TEXT UNDER STUDY:

· · · · · · ·

I've been stressing about finals next week since monday.. ive had more homework this week than I've had most of the year in health.. on top of that.. all my irl friends are criticizing my boyfriend because they say he doesn't give me enough attention.. sure it sucks at times but i know he has his own stuff.. it's hard when your friends don't approve of the person you love..ive been helping my choir teacher organize the music library before we switch rooms over the summer.. it's such a mess and so stressful... but now this...

when my mom picked me up from school today she told me something that made me burst into tears almost instantly.. my great grandma, the only great grandparent i have left and a women I've been close with my whole life, is in the hospital... the doctors believe she had a stroke.. she's been on the decline for several years but i always tried pushing it aside..but now i can't... it's more than likely that she won't ever return home... after, or even if, she's well enough to leave the hospital, she'll be put in a nursing home... she's said to me and my family so many times that when she can't live on her own that's when she knows it's time... and i don't wanna loose her.. but im afraid that's coming soon...

· · · · · · ·

WHAT YOU SHOULD DO:
Go on with the post about finals and a great-grandmother's stroke, picking up right after its last sentence. The records have nothing to do with the post about finals and a great-grandmother's stroke.

· · · · · · ·

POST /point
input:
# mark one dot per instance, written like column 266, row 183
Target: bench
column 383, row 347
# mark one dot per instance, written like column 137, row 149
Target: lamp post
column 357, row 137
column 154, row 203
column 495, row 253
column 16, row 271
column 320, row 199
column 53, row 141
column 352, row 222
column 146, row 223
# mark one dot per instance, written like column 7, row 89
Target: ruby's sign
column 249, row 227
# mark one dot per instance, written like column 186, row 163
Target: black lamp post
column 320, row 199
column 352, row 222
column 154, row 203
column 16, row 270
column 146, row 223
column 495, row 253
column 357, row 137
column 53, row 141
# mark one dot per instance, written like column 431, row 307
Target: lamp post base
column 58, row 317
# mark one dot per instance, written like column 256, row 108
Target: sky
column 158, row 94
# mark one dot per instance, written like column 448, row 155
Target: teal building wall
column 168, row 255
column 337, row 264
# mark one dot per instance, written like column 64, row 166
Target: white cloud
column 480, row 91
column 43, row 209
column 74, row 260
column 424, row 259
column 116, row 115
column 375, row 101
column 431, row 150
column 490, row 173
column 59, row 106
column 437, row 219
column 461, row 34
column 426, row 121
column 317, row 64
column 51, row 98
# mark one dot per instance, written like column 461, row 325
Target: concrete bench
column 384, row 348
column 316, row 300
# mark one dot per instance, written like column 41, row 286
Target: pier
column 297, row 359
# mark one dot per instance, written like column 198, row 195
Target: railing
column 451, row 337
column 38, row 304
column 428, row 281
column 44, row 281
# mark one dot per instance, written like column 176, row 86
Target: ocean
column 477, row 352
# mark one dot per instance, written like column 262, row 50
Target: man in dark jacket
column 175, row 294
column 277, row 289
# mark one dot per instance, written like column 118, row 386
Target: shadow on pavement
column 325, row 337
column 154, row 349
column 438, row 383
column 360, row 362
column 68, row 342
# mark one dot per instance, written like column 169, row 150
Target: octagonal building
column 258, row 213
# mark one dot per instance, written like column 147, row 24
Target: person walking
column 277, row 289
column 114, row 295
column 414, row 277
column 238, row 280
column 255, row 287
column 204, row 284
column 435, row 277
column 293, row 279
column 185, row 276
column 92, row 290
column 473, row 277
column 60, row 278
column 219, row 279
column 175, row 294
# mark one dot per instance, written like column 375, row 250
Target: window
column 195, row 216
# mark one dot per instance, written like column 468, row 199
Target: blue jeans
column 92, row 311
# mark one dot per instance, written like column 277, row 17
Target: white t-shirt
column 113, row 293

· · · · · · ·

ANSWER BELOW:
im just afraid that something is gonna happen to her while I'm in europe... that i won't get to say goodbye..

im sorry if this seemed like a cry for help.. but in a sense it is.. i know some of you have lost close relatives lately.. if you have any advice on how to prepare yourself for it or for coping, I'd be appreciated. or even just a hug. I'll talk it.

I hope everyone has a goodnight and sleeps well.